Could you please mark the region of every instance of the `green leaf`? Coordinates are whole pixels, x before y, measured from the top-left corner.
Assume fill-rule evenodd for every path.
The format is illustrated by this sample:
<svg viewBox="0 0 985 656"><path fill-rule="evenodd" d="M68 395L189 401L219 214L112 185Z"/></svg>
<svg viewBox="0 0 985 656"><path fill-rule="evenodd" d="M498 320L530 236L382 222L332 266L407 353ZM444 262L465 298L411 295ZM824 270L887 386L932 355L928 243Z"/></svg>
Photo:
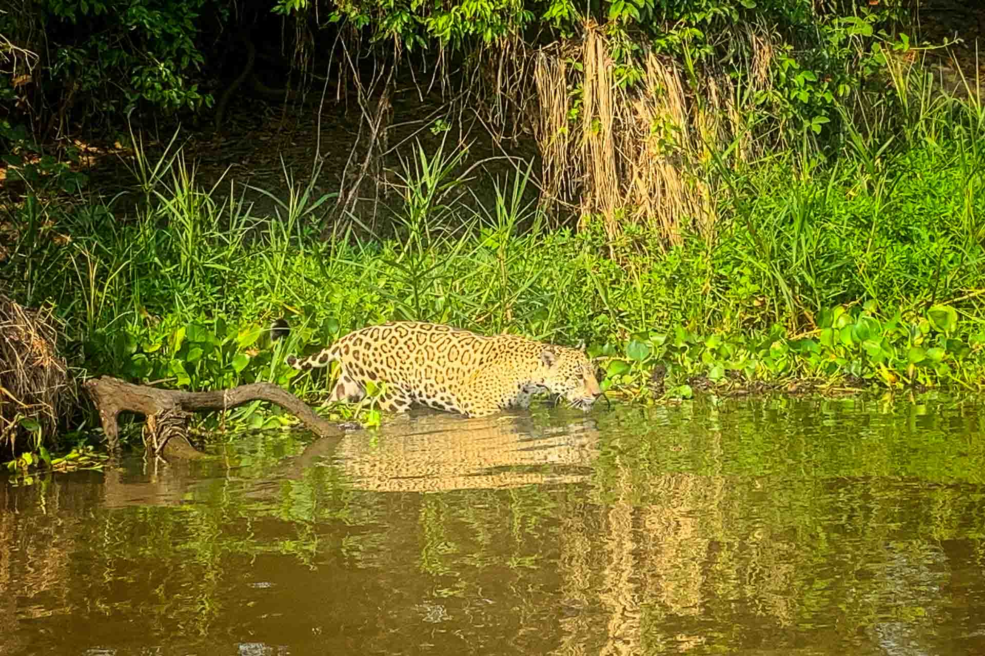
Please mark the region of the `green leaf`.
<svg viewBox="0 0 985 656"><path fill-rule="evenodd" d="M239 328L239 332L236 333L236 344L239 345L239 348L251 346L256 343L261 334L263 334L263 329L258 326L247 326Z"/></svg>
<svg viewBox="0 0 985 656"><path fill-rule="evenodd" d="M137 338L129 332L120 332L116 335L116 357L127 358L137 352Z"/></svg>
<svg viewBox="0 0 985 656"><path fill-rule="evenodd" d="M200 324L191 323L185 328L185 337L187 337L188 341L197 341L199 343L212 341L211 336L212 333L209 331L209 328Z"/></svg>
<svg viewBox="0 0 985 656"><path fill-rule="evenodd" d="M957 329L957 311L950 305L935 305L927 311L927 321L938 332L953 332Z"/></svg>
<svg viewBox="0 0 985 656"><path fill-rule="evenodd" d="M927 349L927 359L933 362L941 362L944 360L944 356L947 353L943 348L935 346L934 348Z"/></svg>
<svg viewBox="0 0 985 656"><path fill-rule="evenodd" d="M629 344L625 347L626 357L636 362L642 362L649 354L650 345L638 339L630 340Z"/></svg>
<svg viewBox="0 0 985 656"><path fill-rule="evenodd" d="M629 371L629 363L624 360L612 360L606 367L606 374L609 376L622 376Z"/></svg>
<svg viewBox="0 0 985 656"><path fill-rule="evenodd" d="M855 345L855 342L852 341L852 328L854 327L853 326L844 327L843 328L841 328L841 332L839 335L841 337L841 343L844 344L845 346L848 346L849 348Z"/></svg>
<svg viewBox="0 0 985 656"><path fill-rule="evenodd" d="M246 369L246 365L249 364L249 356L245 353L236 353L232 356L232 369L237 374Z"/></svg>

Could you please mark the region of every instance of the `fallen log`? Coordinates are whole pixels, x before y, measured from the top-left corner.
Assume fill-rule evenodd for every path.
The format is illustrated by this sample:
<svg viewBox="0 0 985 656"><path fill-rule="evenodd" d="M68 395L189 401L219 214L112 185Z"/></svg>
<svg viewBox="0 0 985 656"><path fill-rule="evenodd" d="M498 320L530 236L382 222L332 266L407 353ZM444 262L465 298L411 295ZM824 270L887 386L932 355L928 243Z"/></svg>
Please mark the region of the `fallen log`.
<svg viewBox="0 0 985 656"><path fill-rule="evenodd" d="M121 412L134 412L147 418L144 439L155 453L160 453L170 438L184 438L185 425L192 413L199 410L227 410L257 400L281 406L321 437L338 436L343 432L341 427L316 415L304 401L272 383L252 383L215 391L182 391L133 385L103 376L87 381L83 387L99 411L102 432L110 450L119 448L117 420ZM187 438L185 442L187 443ZM188 447L190 448L190 445ZM171 447L170 449L177 454L188 453L183 447L176 449Z"/></svg>

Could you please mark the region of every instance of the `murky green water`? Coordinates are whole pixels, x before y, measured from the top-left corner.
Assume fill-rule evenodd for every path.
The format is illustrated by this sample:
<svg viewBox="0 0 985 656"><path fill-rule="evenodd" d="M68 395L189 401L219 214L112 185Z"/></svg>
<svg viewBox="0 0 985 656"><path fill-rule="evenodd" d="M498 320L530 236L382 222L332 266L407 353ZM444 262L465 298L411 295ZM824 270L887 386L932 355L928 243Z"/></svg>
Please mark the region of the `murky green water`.
<svg viewBox="0 0 985 656"><path fill-rule="evenodd" d="M0 484L0 654L985 654L983 433L542 408Z"/></svg>

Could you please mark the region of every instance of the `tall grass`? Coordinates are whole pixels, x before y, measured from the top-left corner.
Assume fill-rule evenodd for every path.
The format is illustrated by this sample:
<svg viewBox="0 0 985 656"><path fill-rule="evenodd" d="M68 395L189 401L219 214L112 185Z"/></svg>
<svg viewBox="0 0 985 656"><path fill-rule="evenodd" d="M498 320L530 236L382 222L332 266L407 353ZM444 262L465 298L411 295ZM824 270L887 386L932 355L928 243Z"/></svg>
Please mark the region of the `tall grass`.
<svg viewBox="0 0 985 656"><path fill-rule="evenodd" d="M680 75L657 61L650 74L665 86ZM393 237L357 224L320 242L328 196L315 193L317 168L296 179L285 167L284 197L256 190L275 202L273 215L257 216L233 181L201 185L180 149L157 161L141 151L135 209L122 197L70 210L24 205L21 292L54 303L86 373L197 388L286 382L291 373L261 336L281 316L297 328L290 349L391 319L595 345L674 326L810 334L831 308L862 305L919 319L946 304L974 331L985 316L981 104L934 95L926 77L904 69L892 80L884 103L842 107L838 156L809 139L759 148L741 118L747 92L723 83L690 110L704 116L700 131L668 126L655 134L673 138L669 150L635 152L640 177L627 180L636 195L620 203L636 199L628 211L657 213L618 230L601 212L584 213L577 231L550 229L542 208L524 201L532 165L492 181L494 202L470 209L455 200L475 184L459 172L466 152L442 147L419 148L405 163ZM684 111L655 102L637 105L640 115ZM725 103L727 125L710 117L713 102ZM601 140L590 151L625 154L606 146L616 134L589 138ZM687 161L661 158L682 144ZM606 166L598 171L613 175ZM674 203L688 209L659 213ZM713 222L684 220L698 211Z"/></svg>

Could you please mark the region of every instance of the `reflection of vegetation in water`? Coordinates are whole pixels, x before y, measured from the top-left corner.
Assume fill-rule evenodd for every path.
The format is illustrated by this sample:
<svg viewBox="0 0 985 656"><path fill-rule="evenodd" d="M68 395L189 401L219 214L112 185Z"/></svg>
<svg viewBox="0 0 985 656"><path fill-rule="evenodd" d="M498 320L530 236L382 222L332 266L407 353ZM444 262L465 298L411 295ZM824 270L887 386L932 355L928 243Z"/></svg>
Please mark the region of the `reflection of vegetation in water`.
<svg viewBox="0 0 985 656"><path fill-rule="evenodd" d="M37 493L9 489L22 512L0 526L85 564L50 569L72 591L70 623L133 614L152 635L216 635L276 611L301 626L344 616L356 634L383 626L394 649L426 622L528 653L805 637L845 653L968 622L952 614L985 585L978 414L946 400L624 407L596 416L590 482L424 494L361 490L345 458L278 478L265 472L292 460L263 455L276 450L265 435L242 454L260 464L234 476L195 465L209 476L188 482L181 506L80 512L65 505L71 486L49 487L53 522L24 512ZM386 430L380 444L400 439ZM8 553L31 570L25 552ZM27 576L0 576L0 592ZM301 633L278 638L315 639Z"/></svg>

**Given task**
Update the items from the start down through the line containing "328L239 332L236 333L236", inclusive, swapping "green leaf" for "oak leaf" and leaving everything else the same. Leave the pictures out of your answer.

**Expected answer**
Could you please mark the region of every instance of the `oak leaf`? Coordinates are whole pixels, x before y, measured from the top-left corner.
Assume fill-rule evenodd for every path.
The format is illustrated by this sample:
<svg viewBox="0 0 985 656"><path fill-rule="evenodd" d="M68 395L189 401L219 214L112 185Z"/></svg>
<svg viewBox="0 0 985 656"><path fill-rule="evenodd" d="M498 320L530 236L382 222L332 266L407 353ZM444 262L465 298L411 295ZM824 270L887 386L932 355L928 243Z"/></svg>
Photo:
Please mark the region of the `oak leaf`.
<svg viewBox="0 0 985 656"><path fill-rule="evenodd" d="M239 328L239 332L236 333L236 344L239 345L239 348L251 346L256 343L261 334L263 334L263 329L258 326L247 326Z"/></svg>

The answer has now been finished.